- [JOB]: Your copy of the material must match it exactly, except that pictures are dropped.

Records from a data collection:
[START]

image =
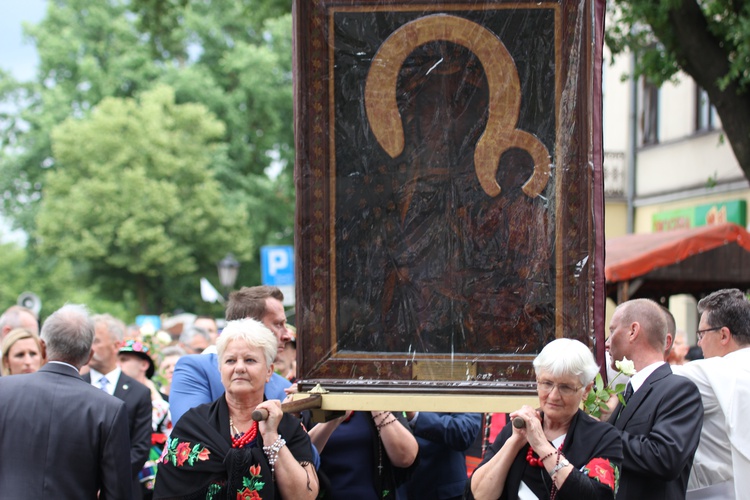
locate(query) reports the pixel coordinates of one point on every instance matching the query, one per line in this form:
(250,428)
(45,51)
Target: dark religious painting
(446,190)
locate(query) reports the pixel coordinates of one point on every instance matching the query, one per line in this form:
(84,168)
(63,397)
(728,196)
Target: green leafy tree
(56,283)
(133,199)
(707,39)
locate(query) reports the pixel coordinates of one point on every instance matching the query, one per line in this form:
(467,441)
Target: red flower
(248,494)
(602,470)
(182,452)
(203,455)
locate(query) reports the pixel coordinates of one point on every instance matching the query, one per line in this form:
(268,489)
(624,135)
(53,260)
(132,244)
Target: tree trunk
(702,56)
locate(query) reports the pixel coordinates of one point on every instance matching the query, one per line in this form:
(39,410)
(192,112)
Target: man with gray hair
(721,468)
(105,374)
(62,438)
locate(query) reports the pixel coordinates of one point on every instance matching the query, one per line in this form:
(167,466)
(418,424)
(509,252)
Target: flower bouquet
(596,401)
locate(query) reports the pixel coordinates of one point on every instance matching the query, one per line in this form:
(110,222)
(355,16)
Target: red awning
(635,255)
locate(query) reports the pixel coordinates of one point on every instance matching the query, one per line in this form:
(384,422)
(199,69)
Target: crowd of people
(93,408)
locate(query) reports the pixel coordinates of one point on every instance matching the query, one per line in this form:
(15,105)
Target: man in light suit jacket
(722,462)
(59,437)
(661,422)
(196,378)
(105,374)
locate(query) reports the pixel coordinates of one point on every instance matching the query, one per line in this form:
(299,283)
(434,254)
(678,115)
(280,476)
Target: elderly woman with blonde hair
(217,450)
(21,352)
(556,451)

[END]

- [OUTPUT OF THE TASK]:
image =
locate(query) reports the pixel coordinates of one point on every instance matching the query, one per line in this form:
(250,428)
(45,51)
Target: dark religious painting
(446,190)
locate(query) reports the pixel coordinates of one point on every instance matching the query, one per line in this form:
(84,168)
(63,397)
(728,196)
Target: green leafy tree
(56,283)
(133,199)
(707,39)
locate(query) reports the pixel coordinates of one point on every instance matching the query, one per line in this form:
(467,441)
Target: red flower
(248,494)
(602,470)
(182,452)
(203,455)
locate(query) reports the pixel coordinates of one point on every instance matching the query, one per line in this form:
(268,489)
(624,135)
(53,260)
(132,244)
Target: tree trunk
(702,56)
locate(query) reports the pixel coordinates of one point on every instance matching the query, one per line in this form:
(39,410)
(192,112)
Target: man with gray hair
(721,468)
(105,374)
(62,438)
locate(query) reports the pixel coordinates of one point on every instance matching the query, one per line in this form:
(167,466)
(418,424)
(509,252)
Target: flower bouquet
(596,401)
locate(query) reports the pixel coordinates of one point on every instance matching the query, one per line in this form:
(110,222)
(355,16)
Target: red awning
(635,255)
locate(query) reports the pixel coordinates of one point on every instance matching the query, one per line in this form:
(384,422)
(199,69)
Target: crowd of people
(93,408)
locate(query) reports the pixel coordinates of one point on every instance matching the query, one per line in this form:
(15,105)
Target: man in light suit jacket
(722,462)
(59,437)
(661,422)
(196,378)
(105,374)
locate(query) reports the pixel coordinates of one point on every instance matching the query, one per line in this form:
(299,283)
(434,254)
(678,115)
(280,476)
Target: elderly woman with blonde hair
(217,450)
(21,352)
(556,451)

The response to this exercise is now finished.